“SAN NILO DI ROSSANO AL MERCURIO”

Copertina dell’opuscolo

Nel 940, accompagnato da un monaco italo-greco, giunse «ai monasteri che erano intorno al Mercurio» un giovane di Rossano, di nome Nicola.

Apparteneva ad una nobile famiglia di quella città.

La tradizione vuole che fosse dei Maléinos, dignitari imperiali apparentati coi Foca.

Il giovane, molto bello, come asserisce il Codice Greco Criptense Basiliano, beta II, 430, f. 12-155, aveva lasciato Rossano, abbandonando moglie e figlia, appena toccato da irresistibile richiamo ascetico. Si recava «ai monasteri» per seguire l’esempio dei padri del deserto ed indossarne il saio monacale.

Grande vocazione, la sua, se aveva ripudiato figlia e moglie, una giovane che «per vaghezza e bellezza di forme -sono parole del Bìos – superava tutte le altre», e, nonostante fosse, rispetto a lui, «di bassa ed umile condizione» – è sempre il Bìos – , il matrimonio fu coronato dai carismi dell’amore.

Non fu convivenza, come insinuano alcuni studiosi, ma un matrimonio legalizzato dalle norme bizantine.

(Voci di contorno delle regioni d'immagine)

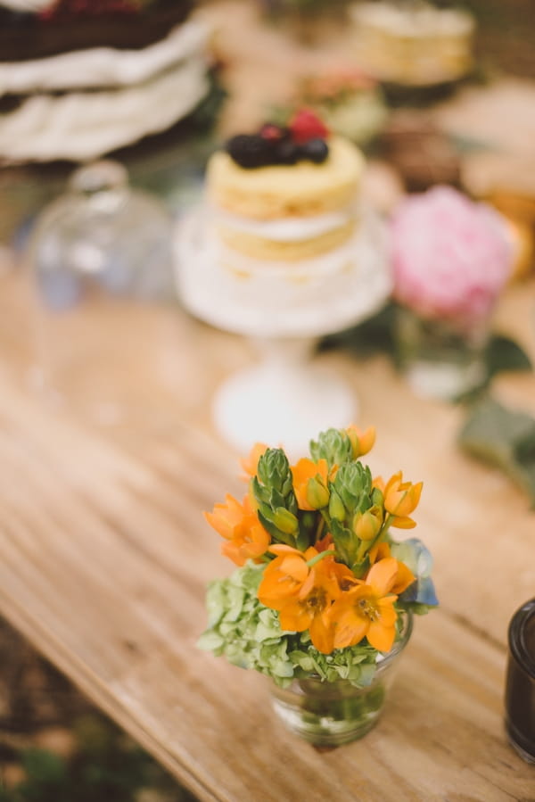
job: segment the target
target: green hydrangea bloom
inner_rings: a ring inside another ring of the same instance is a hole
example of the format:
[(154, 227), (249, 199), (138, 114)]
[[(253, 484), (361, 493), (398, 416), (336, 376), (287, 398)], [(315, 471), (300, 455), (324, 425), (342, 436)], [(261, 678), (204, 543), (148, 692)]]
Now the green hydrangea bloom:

= CONSEGNA =
Traduci in inglese la seguente frase del brano su san Nilo di Rossano: «Non fu convivenza, come insinuano alcuni studiosi, ma un matrimonio legalizzato dalle norme bizantine.» Le voci costituiscono un materiale a sé, distinto dal testo.

= ESERCIZIO SVOLTO =
It was not cohabitation, as some scholars insinuate, but a marriage legalized by Byzantine norms.